▶ **Extrait du document**
========================================================================

A. Pour le fonctionnaire

7 Le fonctionnaire a défendu la position que l’indemnité de rappel au travail avait pour but d’indemniser l’employé pour les désagréments et les bouleversements que lui occasionne le fait de devoir rentrer au travail après sa journée de travail. C’est aussi un moyen de s’assurer que l’employé rentre au travail comme prévu : Brown et Beatty, Canadian Labour Arbitration, ¶8:3410.

8 Le fonctionnaire m’a également renvoyé à l’ouvrage de E.E. Palmer, Collective Agreement Arbitration in Canada, 3e éd., qui contient également une analyse à propos de l’objet de l’indemnité de rappel au travail et la définition de « work » (« travail »).

9 Le fonctionnaire a avancé que l’employeur allait soutenir qu’il n’avait pas accompli de travail le matin du 9 mai 2005. En s’appuyant sur la définition de « work » (« travail ») contenue dans le Black’s Law Dictionary, 1990, il a déclaré qu’au contraire, il avait clairement accompli du travail ce matin-là. Le fonctionnaire a répondu à l’appel de Paul Richardson pour le compte de l’employeur exclusivement. Il n’a pas agi pour son plaisir ni pour en retirer une satisfaction personnelle.

10 Le fonctionnaire a attiré l’attention sur le fait que la convention collective ne fixait pas de période minimale de travail pour avoir droit à l’indemnité de rappel au travail. La quantité de travail effectuée le 9 mai 2005 n’est pas en cause ici.

11 Le fonctionnaire m’a exhorté à accepter une interprétation fondée sur l’objet de la clause de la convention collective qui est en litige dans ce cas-ci. Il est rentré au travail pour accomplir une tâche pour l’employeur — en l’occurrence déverrouiller la porte pour un collègue. Il a fait ce qu’on lui demandait de faire pour le compte de l’employeur.

12 Le fonctionnaire a terminé en disant qu’il s’était acquitté de la charge d’établir qu’il avait droit à l’indemnité de rappel au travail aux termes de la clause 28.01c) de la convention collective. Il m’a demandé de déclarer que l’employeur avait contrevenu à la convention collective et de demeurer saisi de l’affaire au cas où les parties n’arriveraient pas à s’entendre sur la mesure corrective à appliquer pour l’indemniser intégralement.

========================================================================

[Entrées du jeu de données]
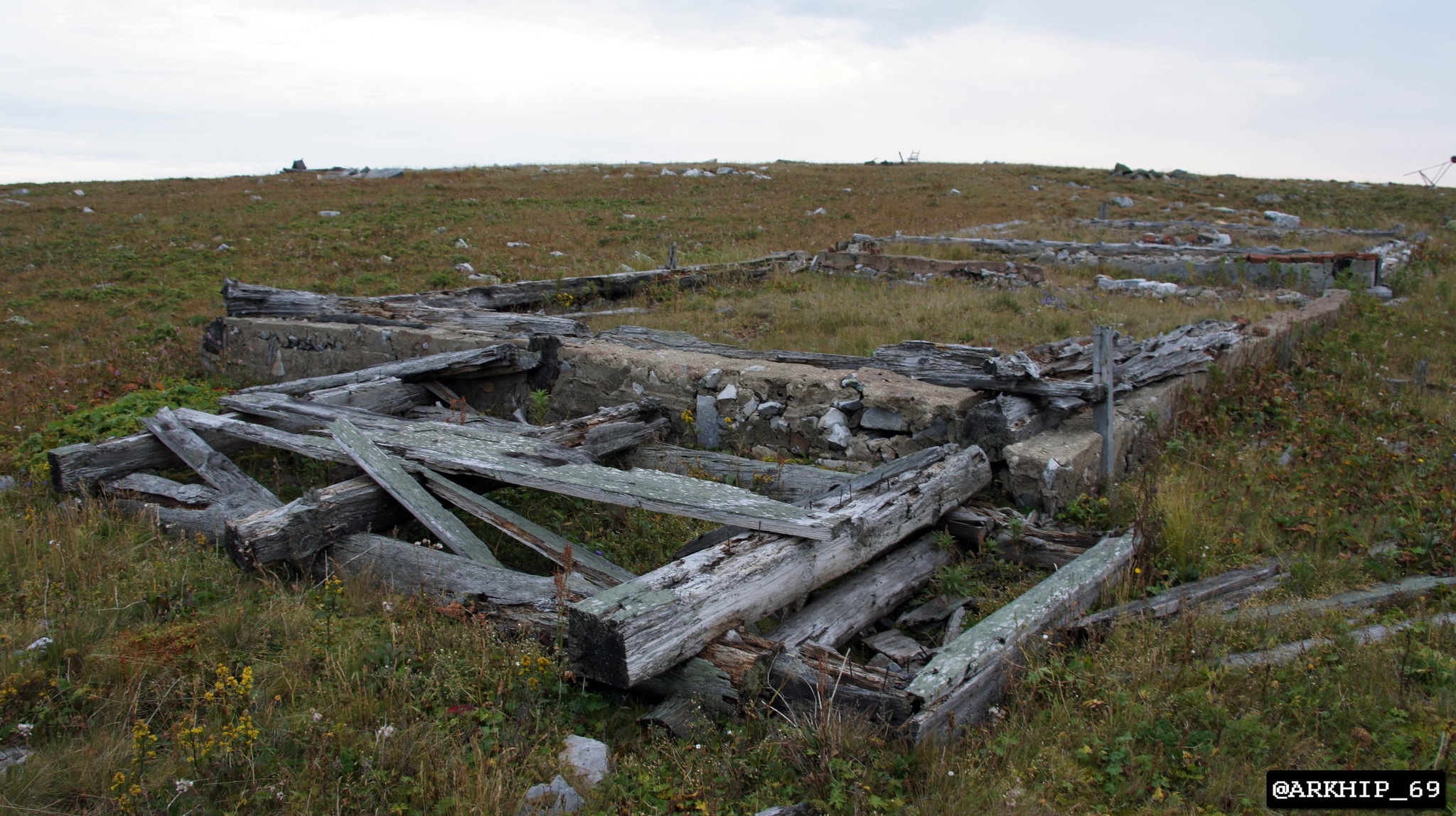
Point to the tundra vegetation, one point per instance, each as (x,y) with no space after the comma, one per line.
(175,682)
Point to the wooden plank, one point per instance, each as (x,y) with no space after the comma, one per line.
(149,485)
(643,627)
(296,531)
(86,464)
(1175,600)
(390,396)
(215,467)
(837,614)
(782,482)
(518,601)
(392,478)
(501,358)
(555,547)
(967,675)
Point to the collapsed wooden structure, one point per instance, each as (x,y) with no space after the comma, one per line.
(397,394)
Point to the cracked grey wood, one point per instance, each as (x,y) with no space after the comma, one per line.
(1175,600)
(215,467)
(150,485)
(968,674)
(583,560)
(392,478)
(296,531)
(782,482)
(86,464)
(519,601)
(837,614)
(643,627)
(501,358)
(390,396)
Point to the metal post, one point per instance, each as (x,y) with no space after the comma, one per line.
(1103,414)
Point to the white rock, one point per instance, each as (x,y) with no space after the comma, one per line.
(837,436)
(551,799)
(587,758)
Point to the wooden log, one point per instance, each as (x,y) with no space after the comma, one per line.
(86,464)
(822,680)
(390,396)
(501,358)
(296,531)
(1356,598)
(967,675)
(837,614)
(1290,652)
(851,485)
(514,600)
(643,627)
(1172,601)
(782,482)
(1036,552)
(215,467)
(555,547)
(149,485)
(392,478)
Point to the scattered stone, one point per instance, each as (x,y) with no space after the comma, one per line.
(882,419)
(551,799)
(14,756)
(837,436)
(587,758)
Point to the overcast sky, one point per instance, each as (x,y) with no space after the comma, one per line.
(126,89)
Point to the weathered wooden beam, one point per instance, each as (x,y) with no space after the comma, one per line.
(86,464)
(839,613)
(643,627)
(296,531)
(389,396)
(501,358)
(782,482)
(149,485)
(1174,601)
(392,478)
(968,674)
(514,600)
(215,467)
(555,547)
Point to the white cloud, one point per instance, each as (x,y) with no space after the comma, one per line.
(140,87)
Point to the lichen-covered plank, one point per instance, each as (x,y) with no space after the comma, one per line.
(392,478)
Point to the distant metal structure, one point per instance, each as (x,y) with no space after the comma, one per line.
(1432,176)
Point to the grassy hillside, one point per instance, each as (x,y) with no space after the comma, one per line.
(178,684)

========================================================================

▶ **Consignes de l'exercice**
A. Dans l'extrait sur l'indemnité de rappel au travail, quelle tâche le fonctionnaire est-il rentré accomplir pour l'employeur ?
B. Prolongez l'extrait sur l'indemnité de rappel au travail à partir de sa dernière phrase.
Les entrées n'interviennent pas dans cet exercice.

▶ **Réponses corrigées**
A. Il est rentré pour déverrouiller la porte pour un collègue.

B.
B. Pour l’employeur

13 L’employeur a défendu la position que, selon la règle établie, M. Richardson aurait dû appeler ses superviseurs pour recevoir des instructions dans le cas qui nous occupe ici. La preuve a établi qu’il s’était trompé de numéro en appelant le premier superviseur et qu'il n’avait pas appelé le deuxième. Après avoir prévenu la Gendarmerie royale du Canada qu’il avait déclenché l’alarme, il a appelé le fonctionnaire pour obtenir son aide parce qu’il avait son numéro de téléphone à la portée de la main pour des raisons personnelles.

14 Compte tenu de ces faits, l’employeur a maintenu que la disposition de la convention collective ayant trait au rappel au travail ne s’appliquait pas. Il n’y avait pas de lien hiérarchique entre le fonctionnaire et M. Richardson et celui-ci n’était pas autorisé à faire rentrer le fonctionnaire au travail. Il s’agit simplement ici d’un cas où un collègue a demandé de l’aide à un autre collègue.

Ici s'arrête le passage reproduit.